• **GEKOZEN FRAGMENT**
----
Uitspraak 202101370/2/R3 en 202101373/2/R3


Volledige tekst

202101370/2/R3 en 202101373/2/R3.
Datum uitspraak: 26 april 2021

AFDELING
BESTUURSRECHTSPRAAK

Uitspraak van de voorzieningenrechter van de Afdeling bestuursrechtspraak van de Raad van State op een verzoek om het treffen van een voorlopige voorziening (artikel 8:81 van de Algemene wet bestuursrecht) in het geding tussen:

[verzoeker A] en [verzoeker B] (hierna tezamen en in enkelvoud: [verzoeker]), gevestigd te Berkel en Rodenrijs, gemeente Lansingerland,

verzoeker,

en

het college van burgemeester en wethouders van Lansingerland,

verweerder.
----
• **VERSTREKTE GEGEVENS**
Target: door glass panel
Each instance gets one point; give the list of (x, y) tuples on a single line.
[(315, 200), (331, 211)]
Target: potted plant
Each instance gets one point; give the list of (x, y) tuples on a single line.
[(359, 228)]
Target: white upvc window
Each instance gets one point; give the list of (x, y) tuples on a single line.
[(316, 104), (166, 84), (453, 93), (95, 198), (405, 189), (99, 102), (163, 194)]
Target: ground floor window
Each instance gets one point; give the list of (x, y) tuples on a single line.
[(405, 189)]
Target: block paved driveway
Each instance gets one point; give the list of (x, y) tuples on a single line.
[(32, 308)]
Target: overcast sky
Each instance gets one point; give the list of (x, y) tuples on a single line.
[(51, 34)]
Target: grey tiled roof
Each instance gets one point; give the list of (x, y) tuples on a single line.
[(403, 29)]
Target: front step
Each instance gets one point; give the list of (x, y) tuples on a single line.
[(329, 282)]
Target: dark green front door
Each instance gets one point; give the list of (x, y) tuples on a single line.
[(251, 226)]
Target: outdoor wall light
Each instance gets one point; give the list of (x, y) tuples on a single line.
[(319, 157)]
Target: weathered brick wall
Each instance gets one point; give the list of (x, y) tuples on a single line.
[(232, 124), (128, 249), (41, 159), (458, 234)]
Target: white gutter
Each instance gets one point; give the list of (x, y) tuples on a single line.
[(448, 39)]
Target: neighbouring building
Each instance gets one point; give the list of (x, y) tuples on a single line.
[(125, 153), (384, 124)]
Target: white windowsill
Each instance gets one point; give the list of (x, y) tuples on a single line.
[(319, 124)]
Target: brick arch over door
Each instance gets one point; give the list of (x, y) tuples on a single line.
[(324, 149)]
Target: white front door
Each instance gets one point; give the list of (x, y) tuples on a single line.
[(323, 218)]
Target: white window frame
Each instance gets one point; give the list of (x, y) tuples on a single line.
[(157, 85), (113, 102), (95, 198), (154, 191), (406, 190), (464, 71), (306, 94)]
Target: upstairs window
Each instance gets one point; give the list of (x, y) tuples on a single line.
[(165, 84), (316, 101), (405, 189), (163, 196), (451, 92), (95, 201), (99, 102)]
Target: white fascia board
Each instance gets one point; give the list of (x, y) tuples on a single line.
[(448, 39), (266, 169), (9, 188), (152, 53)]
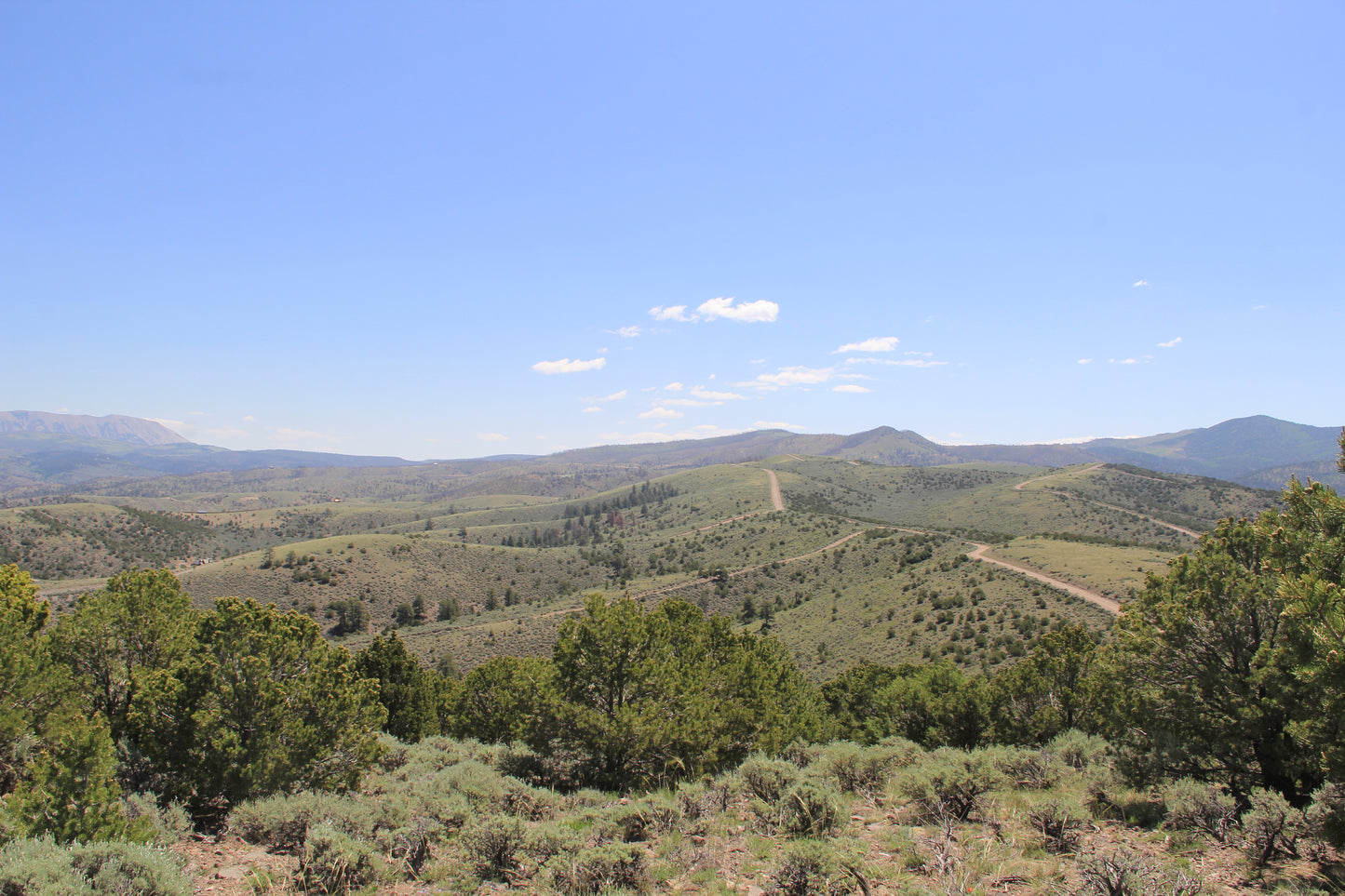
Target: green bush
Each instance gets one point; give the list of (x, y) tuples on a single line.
[(598, 869), (1029, 769), (43, 868), (809, 810), (865, 769), (767, 779), (813, 868), (1078, 750), (949, 783), (334, 863), (1197, 806), (494, 844), (1271, 827), (1326, 814), (281, 823)]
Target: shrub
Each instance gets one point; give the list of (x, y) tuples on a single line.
[(334, 863), (948, 784), (813, 868), (809, 810), (1056, 821), (598, 869), (867, 769), (43, 868), (479, 783), (1204, 808), (531, 802), (1078, 750), (494, 844), (767, 779), (281, 823), (1271, 827), (1326, 814), (1124, 874), (1029, 769)]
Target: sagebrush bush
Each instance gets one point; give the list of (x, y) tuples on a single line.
[(813, 868), (1057, 822), (865, 769), (1199, 806), (1078, 750), (809, 810), (494, 844), (949, 783), (45, 868), (767, 779), (334, 863), (599, 868), (281, 822), (1271, 827), (1326, 814)]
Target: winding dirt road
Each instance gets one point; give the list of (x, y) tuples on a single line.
----
• **OPDRACHTEN**
a – Schrijf het deel van de uitspraak van de Raad van State over, beginnend bij "[verzoeker A] en" en eindigend bij "verweerder.".
b – Schrijf het vervolg van de uitspraak van de Raad van State, aansluitend op de laatste regel die er staat.

• **ANTWOORDEN PER OPDRACHT**
a –
[verzoeker A] en [verzoeker B] (hierna tezamen en in enkelvoud: [verzoeker]), gevestigd te Berkel en Rodenrijs, gemeente Lansingerland,

verzoeker,

en

het college van burgemeester en wethouders van Lansingerland,

verweerder.

b –
Procesverloop

Bij besluit van 2 februari 2021 heeft het college ten behoeve van het wijzigingsplan "[locatie 1]" hogere waarden als bedoeld in de Wet geluidhinder vastgesteld (hierna: het besluit hogere waarden).

Bij besluit van 2 februari 2021 heeft het college het wijzigingsplan "[locatie 1]" vastgesteld.

Tegen deze besluiten heeft [verzoeker] beroep ingesteld.

[verzoeker] heeft de voorzieningenrechter verzocht een voorlopige voorziening te treffen.

Het college heeft een verweerschrift ingediend.

[partij] heeft een nader stuk overgelegd.

De voorzieningenrechter heeft het verzoek ter zitting behandeld op 13 april 2021, waar [verzoeker B] en het college, vertegenwoordigd door [gemachtigde A], zijn verschenen. Voorts is ter zitting [partij], vertegenwoordigd door [gemachtigde B], bijgestaan door mr. M. Klijnstra, advocaat te Amsterdam, als partij gehoord.

Overwegingen

Inleiding

1.       Het oordeel van de voorzieningenrechter heeft een voorlopig karakter en is niet bindend in de bodemprocedure.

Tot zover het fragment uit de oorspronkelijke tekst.